# [Exercices proposés]
(a) Recopiez sans rien modifier tout le passage du texte sur les templiers depuis « Il subsiste cependant » jusqu'à « ses derniers temps. ».
(b) Relevez tous les noms propres de lieux (régions, villes, territoires) qui figurent dans le texte sur les templiers.
(c) Poursuivez le texte sur le déclin de l'ordre des templiers en rédigeant la suite qui vient après sa dernière phrase.

# [Extrait de page]

========

Il subsiste cependant de graves aveux, obtenus hors de la question et des tortures. Les points même qui ne furent pas prouvés, n’en sont pas moins vraisemblables pour qui connaît la nature humaine, pour qui considère sérieusement la situation de l’ordre dans ses derniers temps.

Il était naturel que le relâchement s’introduisît parmi des moines, guerriers, des cadets de la noblesse, qui couraient les aventures loin de la chrétienté, souvent loin des yeux de leurs chefs, entre les périls d’une guerre à mort et les tentations d’un climat brûlant, d’un pays d’esclaves, de la luxurieuse Syrie. L’orgueil et l’honneur les soutinrent tant qu’il y eut espoir pour la Terre-Sainte. Sachons-leur gré d’avoir résisté si long-temps, lorsqu’à chaque croisade leur attente était si tristement déçue, lorsque toute prédiction mentait, que les miracles promis s’ajournaient toujours. Il n’y avait pas de semaine que la cloche de Jérusalem ne sonnât l’apparition des Arabes dans la plaine désolée. C’était toujours aux templiers, aux hospitaliers à monter à cheval, à sortir des murs. Enfin, ils perdirent Jérusalem, puis Saint-Jean d’Acre. Soldats délaissés, sentinelles perdues, faut-il s’étonner si, au soir de cette bataille de deux siècles, les bras leur tombèrent ?

========

# [Données fournies]
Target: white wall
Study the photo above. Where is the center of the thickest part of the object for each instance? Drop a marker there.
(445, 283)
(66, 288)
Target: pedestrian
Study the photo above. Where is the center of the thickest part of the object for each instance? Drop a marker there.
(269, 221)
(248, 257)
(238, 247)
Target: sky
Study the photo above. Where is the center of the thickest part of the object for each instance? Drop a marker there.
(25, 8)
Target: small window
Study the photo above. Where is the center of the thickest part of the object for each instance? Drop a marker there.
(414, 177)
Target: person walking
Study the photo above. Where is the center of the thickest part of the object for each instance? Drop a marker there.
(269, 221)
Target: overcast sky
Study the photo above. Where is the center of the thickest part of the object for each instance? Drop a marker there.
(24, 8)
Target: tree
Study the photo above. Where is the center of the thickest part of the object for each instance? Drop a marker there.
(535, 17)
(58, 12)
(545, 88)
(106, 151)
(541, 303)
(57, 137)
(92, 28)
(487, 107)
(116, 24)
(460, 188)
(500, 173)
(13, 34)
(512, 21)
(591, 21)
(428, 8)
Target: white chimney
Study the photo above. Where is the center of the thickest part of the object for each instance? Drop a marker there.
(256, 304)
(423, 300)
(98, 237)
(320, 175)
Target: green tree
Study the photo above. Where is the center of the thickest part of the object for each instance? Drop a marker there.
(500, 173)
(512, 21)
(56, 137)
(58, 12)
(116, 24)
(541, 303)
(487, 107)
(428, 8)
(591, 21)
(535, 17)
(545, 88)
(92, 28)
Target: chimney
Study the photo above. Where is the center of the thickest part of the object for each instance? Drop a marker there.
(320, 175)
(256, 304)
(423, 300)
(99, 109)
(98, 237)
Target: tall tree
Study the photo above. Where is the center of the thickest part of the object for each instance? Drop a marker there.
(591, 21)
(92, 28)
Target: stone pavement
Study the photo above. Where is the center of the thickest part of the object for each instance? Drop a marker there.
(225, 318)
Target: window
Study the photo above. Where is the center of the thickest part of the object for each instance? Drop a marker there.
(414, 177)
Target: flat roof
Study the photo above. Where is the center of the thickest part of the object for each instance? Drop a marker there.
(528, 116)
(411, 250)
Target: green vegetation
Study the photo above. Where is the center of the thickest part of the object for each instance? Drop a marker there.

========

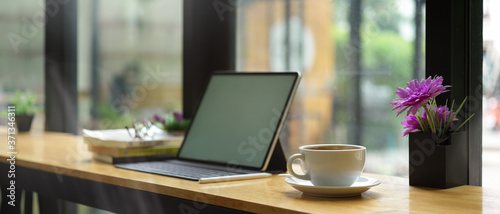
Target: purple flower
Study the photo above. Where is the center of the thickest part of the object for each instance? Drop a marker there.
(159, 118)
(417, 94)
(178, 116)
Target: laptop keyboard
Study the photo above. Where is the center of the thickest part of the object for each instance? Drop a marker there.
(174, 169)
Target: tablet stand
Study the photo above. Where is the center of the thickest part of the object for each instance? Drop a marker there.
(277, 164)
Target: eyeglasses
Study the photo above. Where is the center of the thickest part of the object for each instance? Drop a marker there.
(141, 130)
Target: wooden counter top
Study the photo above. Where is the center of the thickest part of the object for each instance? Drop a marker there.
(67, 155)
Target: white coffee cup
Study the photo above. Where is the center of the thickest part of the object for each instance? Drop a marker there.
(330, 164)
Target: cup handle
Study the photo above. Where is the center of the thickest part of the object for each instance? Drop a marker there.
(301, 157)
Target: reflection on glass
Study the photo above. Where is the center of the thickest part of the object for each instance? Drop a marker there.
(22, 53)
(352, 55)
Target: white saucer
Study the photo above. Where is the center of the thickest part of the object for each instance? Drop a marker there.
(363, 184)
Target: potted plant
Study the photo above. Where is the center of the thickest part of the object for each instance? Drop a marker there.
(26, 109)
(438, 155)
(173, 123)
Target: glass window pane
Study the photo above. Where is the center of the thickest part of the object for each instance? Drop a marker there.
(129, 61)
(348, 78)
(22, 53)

========

# [Corrigés des exercices]
(a)
Il subsiste cependant de graves aveux, obtenus hors de la question et des tortures. Les points même qui ne furent pas prouvés, n’en sont pas moins vraisemblables pour qui connaît la nature humaine, pour qui considère sérieusement la situation de l’ordre dans ses derniers temps.

(b) La Syrie, la Terre-Sainte, Jérusalem, Saint-Jean d'Acre.

(c)
La chute est grave après les grands efforts. L’ame montée si haut dans l’héroïsme et la sainteté tombe bien lourde en terre… Malade et aigrie, elle se plonge dans le mal avec une faim sauvage, comme pour se venger d’avoir cru.

Telle paraît avoir été la chute du Temple. Tout ce qu’il y avait eu de saint en l’ordre, devint péché et souillure. Après avoir tendu de l’homme à Dieu, il tourna de Dieu à la bête[1]. Les pieuses agapes, les fraternités héroïques, couvrirent de sales amours de moines. Ils cachèrent l’infamie en s’y mettant plus avant. L’orgueil y trouvait encore son compte ; ce peuple éternel, sans famille ni génération charnelle, recruté par l’élection et

  1. On connaît notre dicton populaire : « Boire comme un templier : » Les Anglais en avaient un autre : « Omnes pueri clamabant publice et vulgariter unus ad alterum : Custodiatis vos ab osculo templariorum. » (Conc. Britann., pag. 360, testis 24.